TASK DESCRIPTION >> Every record must be copied exactly, from first line to last.

RECORDS FOR PROCESSING >>
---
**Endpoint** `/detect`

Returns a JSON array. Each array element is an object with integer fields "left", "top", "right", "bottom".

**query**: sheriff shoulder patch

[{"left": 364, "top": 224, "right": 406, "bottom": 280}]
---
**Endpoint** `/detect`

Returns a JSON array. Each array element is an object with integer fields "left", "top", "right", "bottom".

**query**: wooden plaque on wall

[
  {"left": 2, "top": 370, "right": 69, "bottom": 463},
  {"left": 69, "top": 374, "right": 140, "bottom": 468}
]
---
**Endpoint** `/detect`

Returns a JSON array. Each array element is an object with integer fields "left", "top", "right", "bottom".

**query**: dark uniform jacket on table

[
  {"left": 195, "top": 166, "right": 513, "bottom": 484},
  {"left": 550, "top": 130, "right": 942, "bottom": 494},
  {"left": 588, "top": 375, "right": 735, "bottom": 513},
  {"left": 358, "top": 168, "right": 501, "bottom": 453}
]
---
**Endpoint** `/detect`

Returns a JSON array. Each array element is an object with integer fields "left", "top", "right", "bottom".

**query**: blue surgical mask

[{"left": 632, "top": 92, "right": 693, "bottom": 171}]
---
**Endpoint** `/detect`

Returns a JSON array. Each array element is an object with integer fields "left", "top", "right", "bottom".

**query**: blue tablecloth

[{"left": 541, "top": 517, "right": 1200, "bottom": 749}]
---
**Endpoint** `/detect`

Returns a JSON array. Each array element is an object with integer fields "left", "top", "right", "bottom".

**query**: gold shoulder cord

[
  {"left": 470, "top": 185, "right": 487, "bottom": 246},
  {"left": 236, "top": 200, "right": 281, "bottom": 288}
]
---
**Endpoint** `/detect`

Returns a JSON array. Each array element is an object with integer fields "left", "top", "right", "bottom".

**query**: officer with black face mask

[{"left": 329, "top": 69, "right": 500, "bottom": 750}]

TASK OUTPUT >>
---
**Endpoint** `/detect`

Returns a JSON array. Each array element is an object with integer fields "left", "top", "right", "bottom".

**query**: sheriff shoulder patch

[{"left": 364, "top": 224, "right": 406, "bottom": 280}]
---
**Endpoint** `/detect`

Returns a JSON array. Each array element is an object with integer fields "left", "top", "right", "bottom".

**query**: wooden plaque on wall

[
  {"left": 2, "top": 370, "right": 69, "bottom": 463},
  {"left": 69, "top": 374, "right": 140, "bottom": 468}
]
---
**Endpoint** `/detect`

Returns a JSON array. Each array element is an object with integer fields "left", "top", "right", "bottom".

**query**: dark uniform jacket on table

[
  {"left": 195, "top": 166, "right": 513, "bottom": 484},
  {"left": 550, "top": 130, "right": 942, "bottom": 494},
  {"left": 588, "top": 375, "right": 735, "bottom": 513},
  {"left": 358, "top": 168, "right": 501, "bottom": 453}
]
---
**Endpoint** `/detect`

Returns a JSON array. Each array element is an object with integer fields "left", "top", "right", "bottom".

**query**: blue surgical mask

[{"left": 632, "top": 92, "right": 693, "bottom": 171}]
---
**Endpoint** `/detect`

Returns a JSON array. Each array element is an object with integer fields "left", "top", "right", "bottom".

**query**: blue tablecloth

[{"left": 541, "top": 517, "right": 1200, "bottom": 749}]
---
**Endpoint** `/detect`

Returns a JSON array. Each array element is an object with integer fields "left", "top", "right", "bottom".

**query**: gold shoulder cord

[
  {"left": 470, "top": 185, "right": 487, "bottom": 246},
  {"left": 236, "top": 200, "right": 281, "bottom": 288}
]
---
**Endpoint** `/detect`

Returns a JSON array. Each array element is an object with integer fields "left", "top", "right", "bottom".

**query**: officer with black face mask

[{"left": 329, "top": 69, "right": 500, "bottom": 750}]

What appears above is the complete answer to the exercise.